(EXTRACT PROVIDED):

******

Generating "/run/initramfs/rdsosreport.txt"
[    2.677599] fbcon: qxldrmfb (fb0) is primary device
[    2.707393] Console: switching to colour frame buffer device 128x48
[    2.711683] qxl 0000:00:02.0: fb0: qxldrmfb frame buffer device
[    2.712420] [drm] Initialized qxl 0.1.0 20120117 for 0000:00:02.0 on minor 0
[    2.715352] virtio-pci 0000:00:07.0: virtio_pci: leaving for legacy driver
[  OK  ] Stopped udev Kernel Device Manager.
[  OK  ] Stopped Create Static Device Nodes in /dev.
[  OK  ] Stopped Create list of required sta...ce nodes for the current kernel.
[  OK  ] Closed udev Control Socket.
[  OK  ] Closed udev Kernel Socket.


Entering emergency mode. Exit the shell to continue.
Type "journalctl" to view system logs.
You might want to save "/run/initramfs/rdsosreport.txt" to a USB stick or /boot
after mounting them and attach it to a bug report.


[***   ] (1 of 2) A start job is running for...p Error Handler (31s / no limit)

Comment 1 Ziyue Yang 2017-07-26 06:34:16 UTC
The cause might be the ordering cycle in dracut systemd services.

******

(DATA SECTION):
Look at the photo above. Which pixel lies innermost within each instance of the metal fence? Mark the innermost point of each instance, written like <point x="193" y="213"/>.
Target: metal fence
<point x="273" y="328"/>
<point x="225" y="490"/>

******

Carry the boot failure bug report forward from its last sentence. The listing is separate from the boot failure bug report.

Following is part of the journalctl output from kdump emergency shell:

[  233.200240] systemd[1]: basic.target: Found ordering cycle on basic.target/start
[  233.201450] systemd[1]: basic.target: Found dependency on sysinit.target/start
[  233.203159] systemd[1]: basic.target: Found dependency on emergency.target/stop
[  233.203920] systemd[1]: basic.target: Found dependency on dracut-pre-pivot.service/start
[  233.205337] systemd[1]: basic.target: Found dependency on initrd.target/start
[  233.206198] systemd[1]: basic.target: Found dependency on basic.target/start
[  233.206919] systemd[1]: basic.target: Breaking ordering cycle by deleting job dracut-pre-pivot.service/start

We have a 
basic => sysinit => emergency => dracut-pre-pivot => initrd => basic
ordering cycle, causing emergency depending on emergency itself.

Changing the Before directive in dracut-pre-pivot.service from

Before=shutdown.target emergency.target

to

Before=shutdown.target

would eliminate the systemd warning message.
I'm considering starting kdump-error-handler service through systemctl in emergency.service twice as the cause of the problem.

Comment 2 Ziyue Yang 2017-08-04 02:39:34 UTC
Just found that if kdump error handler was triggered by a makedumpfile failure like in

https://bugzilla.redhat.com/show_bug.cgi?id=1474706

The problem described here would not happen. Seems that the problem would be triggered only during certain phases. Will investigate more.

Comment 3 Xunlei Pang 2017-08-04 09:44:26 UTC
(In reply to Ziyue Yang from comment #2)
> Just found that if kdump error handler was triggered by a makedumpfile
> failure like in
> 
> https://bugzilla.redhat.com/show_bug.cgi?id=1474706
> 
> The problem described here would not happen. Seems that the problem would be
> triggered only during certain phases. Will investigate more.

I guess it's due to a different systemd stage, kdump capture service starts late after sysinit.target, so there should be no such ordering cycle issue.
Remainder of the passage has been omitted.